▸ **TASK DESCRIPTION**
With no omissions, write out every record given below.

*** STUDY MATERIAL Section Begins ***

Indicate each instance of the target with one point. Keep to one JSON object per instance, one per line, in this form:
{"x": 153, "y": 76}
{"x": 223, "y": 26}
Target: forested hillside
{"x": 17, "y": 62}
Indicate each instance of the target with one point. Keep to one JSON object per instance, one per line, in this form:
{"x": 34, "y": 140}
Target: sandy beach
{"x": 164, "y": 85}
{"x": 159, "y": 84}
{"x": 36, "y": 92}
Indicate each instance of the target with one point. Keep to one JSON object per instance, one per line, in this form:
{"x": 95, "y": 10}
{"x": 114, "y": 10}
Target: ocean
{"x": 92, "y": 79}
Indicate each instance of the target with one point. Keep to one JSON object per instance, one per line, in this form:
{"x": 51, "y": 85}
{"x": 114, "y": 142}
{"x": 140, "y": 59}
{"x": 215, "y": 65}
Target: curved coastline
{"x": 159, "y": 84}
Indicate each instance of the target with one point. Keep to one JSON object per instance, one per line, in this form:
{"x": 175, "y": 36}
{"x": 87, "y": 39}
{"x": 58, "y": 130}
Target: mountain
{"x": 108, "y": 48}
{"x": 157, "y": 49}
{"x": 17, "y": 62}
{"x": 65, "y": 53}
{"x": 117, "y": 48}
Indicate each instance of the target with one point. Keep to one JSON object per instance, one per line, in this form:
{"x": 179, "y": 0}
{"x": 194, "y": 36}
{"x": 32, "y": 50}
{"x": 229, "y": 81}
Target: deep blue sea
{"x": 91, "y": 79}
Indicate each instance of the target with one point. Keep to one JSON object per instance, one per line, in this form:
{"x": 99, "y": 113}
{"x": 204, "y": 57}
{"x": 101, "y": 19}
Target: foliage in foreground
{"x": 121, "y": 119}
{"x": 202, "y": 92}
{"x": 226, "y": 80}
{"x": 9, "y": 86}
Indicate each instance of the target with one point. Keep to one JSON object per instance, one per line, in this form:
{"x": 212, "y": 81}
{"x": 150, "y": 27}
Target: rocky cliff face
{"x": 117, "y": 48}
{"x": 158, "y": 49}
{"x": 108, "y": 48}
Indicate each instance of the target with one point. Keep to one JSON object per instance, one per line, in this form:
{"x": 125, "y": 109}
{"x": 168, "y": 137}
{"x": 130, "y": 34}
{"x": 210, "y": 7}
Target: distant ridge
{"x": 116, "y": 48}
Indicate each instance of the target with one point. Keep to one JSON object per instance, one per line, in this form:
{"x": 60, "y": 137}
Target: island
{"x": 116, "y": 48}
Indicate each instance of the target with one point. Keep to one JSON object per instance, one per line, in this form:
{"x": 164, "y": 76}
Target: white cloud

*** STUDY MATERIAL Section Ends ***

▸ **ANSWER AREA**
Indicate each instance of the target with one point. Keep to one JSON object per instance, one per line, in this form:
{"x": 153, "y": 76}
{"x": 223, "y": 26}
Target: forested hillside
{"x": 17, "y": 62}
Indicate each instance of the target with one point. Keep to one JSON object per instance, one per line, in this form:
{"x": 34, "y": 140}
Target: sandy beach
{"x": 164, "y": 85}
{"x": 159, "y": 84}
{"x": 36, "y": 92}
Indicate each instance of the target with one point. Keep to one JSON object per instance, one per line, in this form:
{"x": 95, "y": 10}
{"x": 114, "y": 10}
Target: ocean
{"x": 92, "y": 79}
Indicate each instance of the target with one point. Keep to one JSON object per instance, one per line, in this form:
{"x": 51, "y": 85}
{"x": 114, "y": 142}
{"x": 140, "y": 59}
{"x": 215, "y": 65}
Target: curved coastline
{"x": 159, "y": 84}
Indicate each instance of the target with one point. Keep to one JSON object per instance, one per line, in this form:
{"x": 175, "y": 36}
{"x": 87, "y": 39}
{"x": 58, "y": 130}
Target: mountain
{"x": 108, "y": 48}
{"x": 157, "y": 49}
{"x": 17, "y": 62}
{"x": 65, "y": 53}
{"x": 117, "y": 48}
Indicate each instance of the target with one point. Keep to one JSON object per instance, one per line, in this form:
{"x": 179, "y": 0}
{"x": 194, "y": 36}
{"x": 32, "y": 50}
{"x": 229, "y": 81}
Target: deep blue sea
{"x": 91, "y": 79}
Indicate each instance of the target with one point. Keep to one JSON object per instance, one per line, in this form:
{"x": 99, "y": 113}
{"x": 204, "y": 57}
{"x": 101, "y": 19}
Target: foliage in foreground
{"x": 121, "y": 119}
{"x": 202, "y": 92}
{"x": 226, "y": 80}
{"x": 9, "y": 86}
Indicate each instance of the target with one point. Keep to one JSON object per instance, one per line, in this form:
{"x": 212, "y": 81}
{"x": 150, "y": 27}
Target: rocky cliff face
{"x": 117, "y": 48}
{"x": 158, "y": 49}
{"x": 108, "y": 48}
Indicate each instance of the target with one point. Keep to one JSON object per instance, one per line, in this form:
{"x": 125, "y": 109}
{"x": 168, "y": 137}
{"x": 130, "y": 34}
{"x": 210, "y": 7}
Target: distant ridge
{"x": 116, "y": 48}
Indicate each instance of the target with one point. Keep to one JSON object per instance, one per line, in this form:
{"x": 60, "y": 137}
Target: island
{"x": 116, "y": 48}
Indicate each instance of the target with one point. Keep to one JSON object per instance, one per line, in this form:
{"x": 164, "y": 76}
Target: white cloud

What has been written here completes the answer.